◆ TEXT FOR ANALYSIS ◆
[Start of Attachment]
As the Alaska Legislature’s 2023 session approaches, a state Senate leader last Thursday highlighted the potential benefits of that body’s newly formed bipartisan majority coalition.
Incoming Senate Majority Leader Cathy Giessel said the nine Democrats and eight Republicans in the coalition have shared values.
“This coalition formed with a goal, and that is working together to keep Alaska a producing state – not a consuming state, but a producing state,” the Anchorage Republican told the Resource Development Council for Alaska at a breakfast forum.
The across-the-aisle collaboration contrasts with hostility that has stymied progress within Alaska and elsewhere, said Giessel, who mentioned the weeklong stalemate in the U.S. House to select a speaker. “We see a lot of political division right now, not just in Alaska but nationally.”
The 17-member Senate majority that was announced on Nov. 25 makes official what had been an informal working coalition in recent legislative sessions that enabled practical legislation and budget decisions, Giessel said. “This coalition that you see, 17 members, bipartisan, is actually an acknowledgement of what’s been going on for the last four years in the Alaska Senate,” she said.
It also reflects the will of the Alaska public. “The prevailing message that I hear from other folks in our coalition that they heard from Alaskans was, ‘We’re tired of the fighting. We want you to get along and get something done,'” she said.
One is education, which “is going to be a key issue,” she said.
School districts are stressed with funding and inflation problems that must be addressed through the state budget, she said. But there are deep problems beyond that, she said. The experience with COVID-19 isolated children and caused educational setbacks, even for straight-A students, she said.
“The pandemic was devastating for our kids,” she said.
The health and economic impacts took tolls on students’ mental and behavioral health, too, she said. “Our kids are living with worries, anxiety, bringing depression that you and I never had to deal with.”
Another priority will likely be recruitment and retention of qualified teachers, Giessel said. She noted that Alaska teachers are not entitled to Social Security retirement benefits, which the Senate coalition might address. “It’s quite likely that we’re going to be looking at some kind of a pension retirement-type program,” she said.
More broadly, workforce development is a priority for the coalition, both in the private and public sectors, Giessel said.
In the public sector, there are possibly three departments in state government “that are on the verge of being nonfunctional because so many state employees have left service to the state.” That means “profound” delays in services like permitting and licensing, she said.
In both the private and public sectors, there is a need to ensure that workers have access to child care, she said. “How do you solve that problem? This is a very low-compensated job that is critically important to businesses, to your employees.” she said.
[End of Attachment]
◆ REQUIREMENT ◆
Extend the article on the Alaska Senate's bipartisan majority coalition, picking up after its final sentence.

Saved entries:
[Start of Attachment]
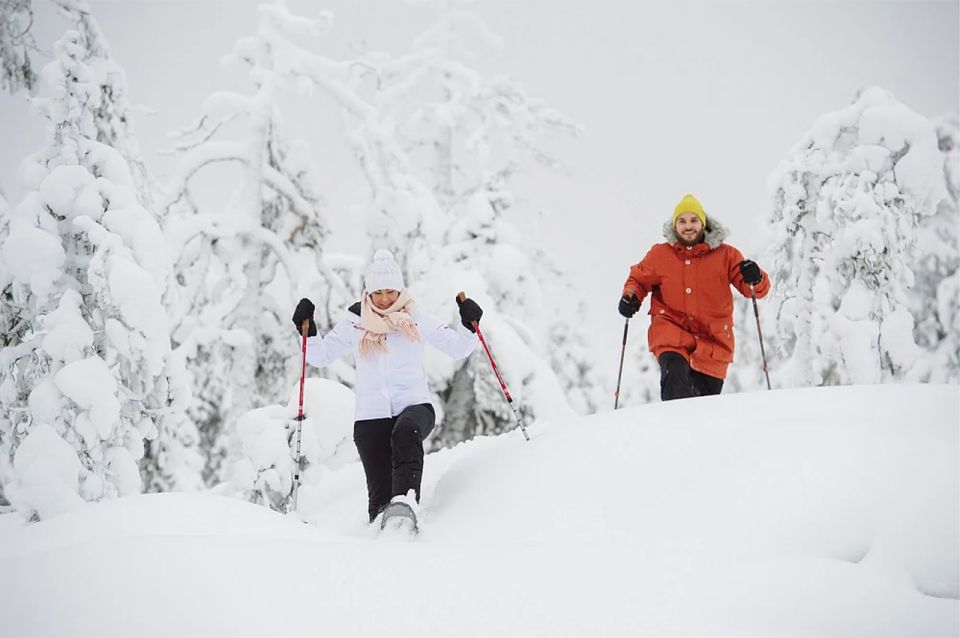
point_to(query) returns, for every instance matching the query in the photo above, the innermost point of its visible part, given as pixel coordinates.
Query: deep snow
(827, 511)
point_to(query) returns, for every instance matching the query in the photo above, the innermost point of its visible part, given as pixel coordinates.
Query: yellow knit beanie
(689, 204)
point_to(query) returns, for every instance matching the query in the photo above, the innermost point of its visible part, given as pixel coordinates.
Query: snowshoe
(399, 516)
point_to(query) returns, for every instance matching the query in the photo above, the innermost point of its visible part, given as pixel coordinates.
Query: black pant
(391, 451)
(678, 381)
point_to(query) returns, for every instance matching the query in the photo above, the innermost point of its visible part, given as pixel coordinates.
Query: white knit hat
(383, 273)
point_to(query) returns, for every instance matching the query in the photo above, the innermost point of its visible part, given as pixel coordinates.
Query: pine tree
(848, 203)
(16, 45)
(113, 114)
(240, 266)
(465, 137)
(936, 296)
(88, 345)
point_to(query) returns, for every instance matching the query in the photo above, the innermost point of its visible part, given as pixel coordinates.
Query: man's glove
(304, 311)
(629, 305)
(469, 312)
(751, 272)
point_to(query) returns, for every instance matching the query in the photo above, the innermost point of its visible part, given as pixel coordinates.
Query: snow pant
(679, 381)
(391, 451)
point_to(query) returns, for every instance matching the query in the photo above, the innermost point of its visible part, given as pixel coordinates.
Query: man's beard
(696, 240)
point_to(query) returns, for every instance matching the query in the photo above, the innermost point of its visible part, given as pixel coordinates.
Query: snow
(90, 384)
(827, 511)
(47, 473)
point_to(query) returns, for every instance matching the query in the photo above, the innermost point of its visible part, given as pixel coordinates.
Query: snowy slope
(830, 511)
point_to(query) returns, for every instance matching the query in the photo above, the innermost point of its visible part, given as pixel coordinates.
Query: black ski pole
(496, 371)
(763, 354)
(623, 349)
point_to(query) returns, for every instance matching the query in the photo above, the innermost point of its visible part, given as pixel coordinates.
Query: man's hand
(629, 305)
(751, 272)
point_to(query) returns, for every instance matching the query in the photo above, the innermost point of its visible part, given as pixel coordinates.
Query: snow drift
(829, 511)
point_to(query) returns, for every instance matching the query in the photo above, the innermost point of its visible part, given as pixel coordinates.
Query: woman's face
(383, 299)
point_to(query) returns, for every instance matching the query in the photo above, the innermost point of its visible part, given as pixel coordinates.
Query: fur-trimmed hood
(715, 233)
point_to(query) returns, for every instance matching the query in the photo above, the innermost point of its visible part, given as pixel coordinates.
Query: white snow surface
(815, 512)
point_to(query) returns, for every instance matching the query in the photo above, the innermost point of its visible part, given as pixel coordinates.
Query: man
(691, 307)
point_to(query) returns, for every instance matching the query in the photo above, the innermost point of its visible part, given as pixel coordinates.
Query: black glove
(469, 312)
(304, 311)
(629, 305)
(751, 272)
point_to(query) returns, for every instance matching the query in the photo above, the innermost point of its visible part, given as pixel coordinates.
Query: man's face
(383, 299)
(689, 229)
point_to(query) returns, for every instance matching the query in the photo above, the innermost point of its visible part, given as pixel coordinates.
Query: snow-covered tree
(241, 261)
(85, 360)
(16, 45)
(848, 202)
(113, 114)
(936, 296)
(461, 139)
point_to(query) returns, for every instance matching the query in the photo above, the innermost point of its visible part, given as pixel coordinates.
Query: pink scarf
(378, 323)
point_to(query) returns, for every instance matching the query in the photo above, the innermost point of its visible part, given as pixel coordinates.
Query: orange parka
(691, 306)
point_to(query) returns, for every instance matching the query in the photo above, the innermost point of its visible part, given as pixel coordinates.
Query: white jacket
(391, 381)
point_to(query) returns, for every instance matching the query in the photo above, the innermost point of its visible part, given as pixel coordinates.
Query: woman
(386, 332)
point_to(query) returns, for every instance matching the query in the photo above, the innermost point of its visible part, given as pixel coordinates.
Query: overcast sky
(673, 97)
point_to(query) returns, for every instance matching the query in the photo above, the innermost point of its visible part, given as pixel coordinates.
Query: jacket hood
(715, 234)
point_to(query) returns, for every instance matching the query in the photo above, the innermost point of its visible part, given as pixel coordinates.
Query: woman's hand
(470, 312)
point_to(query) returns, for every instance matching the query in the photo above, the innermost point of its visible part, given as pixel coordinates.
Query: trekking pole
(623, 349)
(763, 354)
(493, 364)
(304, 330)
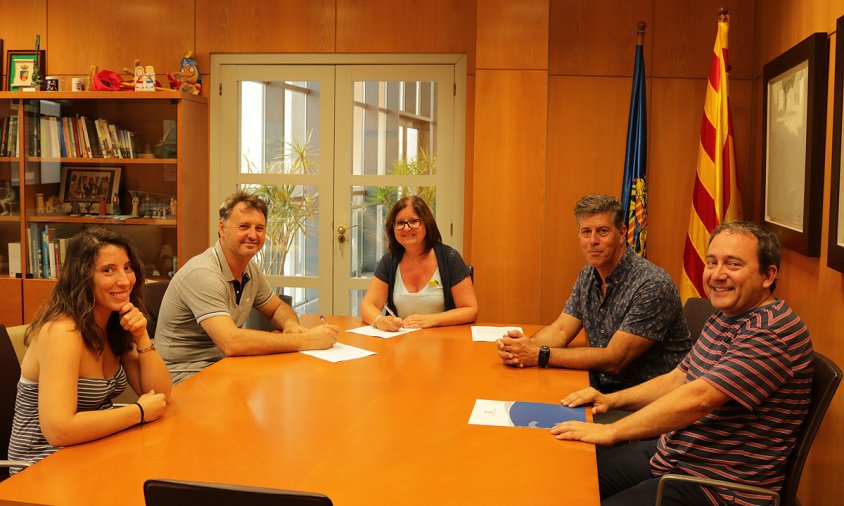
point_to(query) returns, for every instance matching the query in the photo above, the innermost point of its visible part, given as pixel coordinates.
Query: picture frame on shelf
(82, 187)
(835, 243)
(794, 136)
(20, 65)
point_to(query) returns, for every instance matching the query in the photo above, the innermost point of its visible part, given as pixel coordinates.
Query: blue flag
(634, 196)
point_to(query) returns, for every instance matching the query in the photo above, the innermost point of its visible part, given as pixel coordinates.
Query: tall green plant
(424, 164)
(290, 207)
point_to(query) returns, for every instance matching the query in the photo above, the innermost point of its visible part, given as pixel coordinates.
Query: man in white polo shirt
(209, 299)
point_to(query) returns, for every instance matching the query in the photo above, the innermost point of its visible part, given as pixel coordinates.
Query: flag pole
(634, 184)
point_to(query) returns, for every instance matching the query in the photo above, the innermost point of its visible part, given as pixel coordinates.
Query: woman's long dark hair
(432, 233)
(73, 295)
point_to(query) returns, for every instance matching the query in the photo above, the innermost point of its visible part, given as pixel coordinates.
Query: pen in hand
(391, 313)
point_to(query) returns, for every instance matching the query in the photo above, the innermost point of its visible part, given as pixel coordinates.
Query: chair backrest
(697, 311)
(153, 294)
(10, 373)
(825, 382)
(178, 493)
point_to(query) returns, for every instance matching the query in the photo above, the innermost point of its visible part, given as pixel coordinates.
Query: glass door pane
(282, 121)
(395, 143)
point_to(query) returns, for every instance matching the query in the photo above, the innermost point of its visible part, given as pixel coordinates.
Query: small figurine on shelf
(7, 198)
(139, 78)
(149, 78)
(188, 79)
(36, 71)
(52, 205)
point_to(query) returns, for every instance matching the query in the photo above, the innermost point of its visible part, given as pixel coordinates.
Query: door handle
(341, 233)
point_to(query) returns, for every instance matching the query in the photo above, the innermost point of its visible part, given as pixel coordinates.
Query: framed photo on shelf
(794, 125)
(82, 187)
(835, 244)
(20, 66)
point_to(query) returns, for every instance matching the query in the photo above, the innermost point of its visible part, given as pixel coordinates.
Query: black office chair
(158, 492)
(697, 311)
(10, 373)
(153, 294)
(825, 382)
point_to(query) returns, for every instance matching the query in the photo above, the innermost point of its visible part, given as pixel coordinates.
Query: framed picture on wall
(82, 187)
(20, 67)
(835, 244)
(794, 122)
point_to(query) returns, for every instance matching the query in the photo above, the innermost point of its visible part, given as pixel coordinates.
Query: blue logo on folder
(542, 415)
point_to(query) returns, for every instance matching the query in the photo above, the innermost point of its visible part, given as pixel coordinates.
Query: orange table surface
(391, 428)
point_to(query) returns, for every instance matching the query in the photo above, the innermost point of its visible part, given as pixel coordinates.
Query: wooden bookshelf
(177, 168)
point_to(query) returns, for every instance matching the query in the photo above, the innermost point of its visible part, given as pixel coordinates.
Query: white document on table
(483, 333)
(339, 352)
(369, 330)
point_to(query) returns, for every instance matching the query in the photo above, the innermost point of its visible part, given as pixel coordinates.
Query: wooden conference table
(390, 428)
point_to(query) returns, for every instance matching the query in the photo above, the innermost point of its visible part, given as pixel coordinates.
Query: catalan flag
(715, 199)
(634, 197)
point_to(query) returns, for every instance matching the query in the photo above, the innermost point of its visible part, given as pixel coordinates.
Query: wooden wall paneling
(784, 23)
(35, 292)
(407, 26)
(742, 106)
(293, 26)
(10, 310)
(813, 290)
(509, 190)
(469, 169)
(587, 130)
(684, 35)
(597, 38)
(674, 134)
(513, 34)
(20, 22)
(112, 34)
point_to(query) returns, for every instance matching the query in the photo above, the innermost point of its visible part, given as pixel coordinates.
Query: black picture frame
(793, 142)
(835, 242)
(85, 186)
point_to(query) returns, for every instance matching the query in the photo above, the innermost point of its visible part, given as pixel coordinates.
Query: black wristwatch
(544, 356)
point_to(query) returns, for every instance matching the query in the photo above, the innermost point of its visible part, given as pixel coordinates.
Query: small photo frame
(20, 66)
(794, 138)
(84, 186)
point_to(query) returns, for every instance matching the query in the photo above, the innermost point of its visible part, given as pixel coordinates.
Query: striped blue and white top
(28, 442)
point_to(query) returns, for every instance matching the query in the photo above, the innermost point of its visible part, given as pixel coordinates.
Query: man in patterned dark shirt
(733, 407)
(629, 308)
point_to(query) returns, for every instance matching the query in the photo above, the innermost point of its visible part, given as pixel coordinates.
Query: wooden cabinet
(136, 163)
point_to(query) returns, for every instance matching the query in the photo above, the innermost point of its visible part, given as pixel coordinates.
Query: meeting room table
(390, 428)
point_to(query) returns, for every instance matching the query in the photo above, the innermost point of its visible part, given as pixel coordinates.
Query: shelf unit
(170, 160)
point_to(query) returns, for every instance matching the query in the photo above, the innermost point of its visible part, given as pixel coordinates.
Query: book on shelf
(46, 251)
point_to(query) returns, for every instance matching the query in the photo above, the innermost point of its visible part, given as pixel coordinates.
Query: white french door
(331, 146)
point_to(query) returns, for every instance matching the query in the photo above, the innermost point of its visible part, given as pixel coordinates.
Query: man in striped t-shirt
(733, 407)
[End of Attachment]
◆ WRITTEN REPLY ◆
On energy, priorities are likely to concern lowering costs to Alaskans — seen as necessary to helping to diversify the economy — and addressing potential Southcentral natural gas shortages. Coalition members are also interested in developing renewable and alternative energy, including potential for hydrogen and more hydroelectric power.
Food security is a broad issue of concern to the coalition, Giessel said. There might be some action to enhance the state’s agricultural opportunities, she said. And coalition members hope to respond to dire problems in fisheries and the decline in caribou numbers, problems that are connected in part to climate change. That points to budgeting issues, she said. “Fish and Game, as a department, needs to have the funding it needs to do the science it needs to help it manage our resources,” she said.
Those and other priorities depend on budgeting, which will be extra challenging in the coming session, Giessel and Sen. Click Bishop, the incoming majority whip, told the audience.
Falling oil prices have dampened expectations for oil revenues to the state. And the outlook is diminished for investment earnings from the Alaska Permanent Fund, which has become the top source of revenue for the state. Investment losses have taken a big toll on the fund, which has declined by about $6.5 billion in value since mid-2021.
Neither Giessel nor Bishop presented themselves as fans of big Alaska Permanent Fund dividends.
Giessel said the huge dividends that some Alaskans are demanding are unaffordable. “We’ve got to bring that dividend subject under control,” she said. “We need to protect the fund itself.”
Bishop said much of the $17 billion that has gone “out the door” in dividends since 2002 could have been better used, as infrastructure investment that would have helped build the state’s economy, for example.